===== Material shown =====

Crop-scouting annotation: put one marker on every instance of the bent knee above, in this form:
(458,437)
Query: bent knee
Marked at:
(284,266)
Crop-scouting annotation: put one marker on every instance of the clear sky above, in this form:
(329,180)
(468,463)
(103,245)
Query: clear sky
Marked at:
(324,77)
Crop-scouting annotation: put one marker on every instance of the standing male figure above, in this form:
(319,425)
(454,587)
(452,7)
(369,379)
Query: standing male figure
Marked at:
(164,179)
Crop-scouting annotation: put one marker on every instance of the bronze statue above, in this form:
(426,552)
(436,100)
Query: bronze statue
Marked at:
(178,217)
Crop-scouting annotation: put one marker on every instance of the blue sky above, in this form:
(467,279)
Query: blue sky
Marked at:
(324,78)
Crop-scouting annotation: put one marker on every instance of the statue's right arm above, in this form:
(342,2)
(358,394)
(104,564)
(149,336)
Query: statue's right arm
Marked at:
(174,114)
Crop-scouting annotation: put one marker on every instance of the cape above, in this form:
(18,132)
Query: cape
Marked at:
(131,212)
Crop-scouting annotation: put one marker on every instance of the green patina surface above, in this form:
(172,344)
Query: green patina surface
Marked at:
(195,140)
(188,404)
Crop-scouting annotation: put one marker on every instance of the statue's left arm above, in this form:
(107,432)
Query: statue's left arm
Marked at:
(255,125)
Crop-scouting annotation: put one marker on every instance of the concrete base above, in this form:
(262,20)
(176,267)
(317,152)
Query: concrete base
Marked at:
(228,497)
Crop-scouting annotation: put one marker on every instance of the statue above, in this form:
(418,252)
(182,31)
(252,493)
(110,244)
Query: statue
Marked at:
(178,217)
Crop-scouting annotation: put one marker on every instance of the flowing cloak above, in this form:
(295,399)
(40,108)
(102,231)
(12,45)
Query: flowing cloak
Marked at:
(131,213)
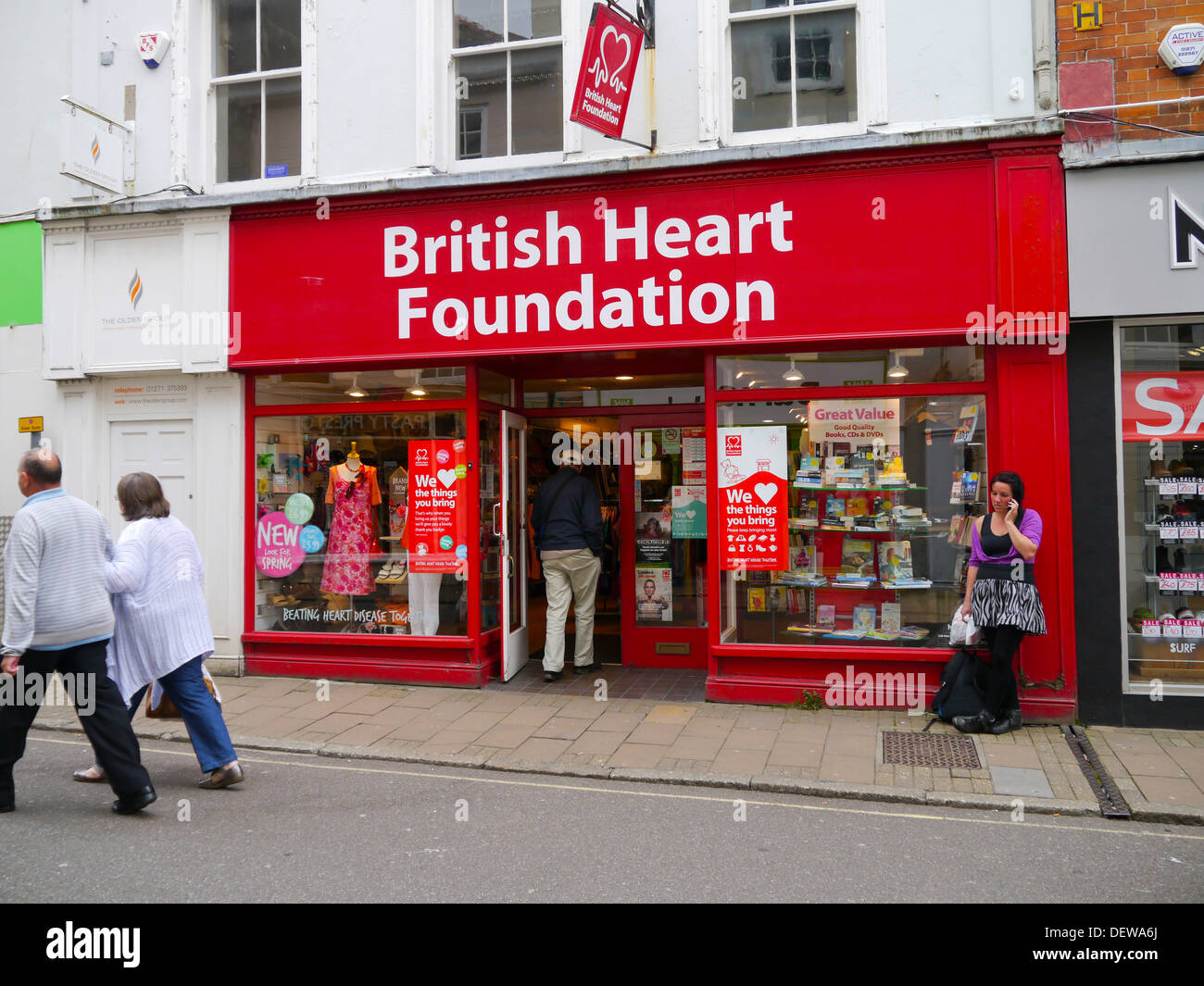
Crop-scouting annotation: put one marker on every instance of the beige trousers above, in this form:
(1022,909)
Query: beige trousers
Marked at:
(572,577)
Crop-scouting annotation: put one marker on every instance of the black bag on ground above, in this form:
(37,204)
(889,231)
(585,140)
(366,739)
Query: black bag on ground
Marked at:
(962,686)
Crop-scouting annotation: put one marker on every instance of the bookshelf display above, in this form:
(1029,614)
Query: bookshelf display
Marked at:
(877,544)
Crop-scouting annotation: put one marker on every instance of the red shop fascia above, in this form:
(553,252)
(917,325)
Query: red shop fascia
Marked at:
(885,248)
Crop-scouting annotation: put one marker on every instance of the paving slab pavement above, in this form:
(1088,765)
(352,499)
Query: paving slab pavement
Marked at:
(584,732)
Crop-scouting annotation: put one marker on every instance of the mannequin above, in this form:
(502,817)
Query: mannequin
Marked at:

=====

* [Aim] Copy out the data word for word, starting with the line that contains "of the beige" and continuing through the final line of the data.

* [Task response]
Crop-scouting annotation: put one marker on every instance of the beige trousers above, in this form:
(1022,909)
Query: beige trousers
Marked at:
(572,577)
Crop-scouting annotation: put one marker on every instance of the black bag on ground above, in this form:
(37,204)
(889,231)
(585,140)
(366,739)
Query: black bag on ground
Marked at:
(962,686)
Crop-scouting annotation: put one marker on every instance of the bookshelf display above, in this form:
(1029,614)
Query: bookshelf display
Marked at:
(877,544)
Crop-scouting annotation: put one marker on every instance of the red shop fascia above, in this form:
(553,252)
(917,325)
Query: red shop fascia
Marked at:
(885,248)
Crop-scouting annotation: put one marker on every instance of the paving slab pavement above, in this form:
(1088,765)
(352,499)
Query: paving slab pavement
Marked at:
(584,732)
Crop-scouting annotation: put one marker on every instance of the mannequin above, in this form:
(502,817)
Query: mannequin
Marked at:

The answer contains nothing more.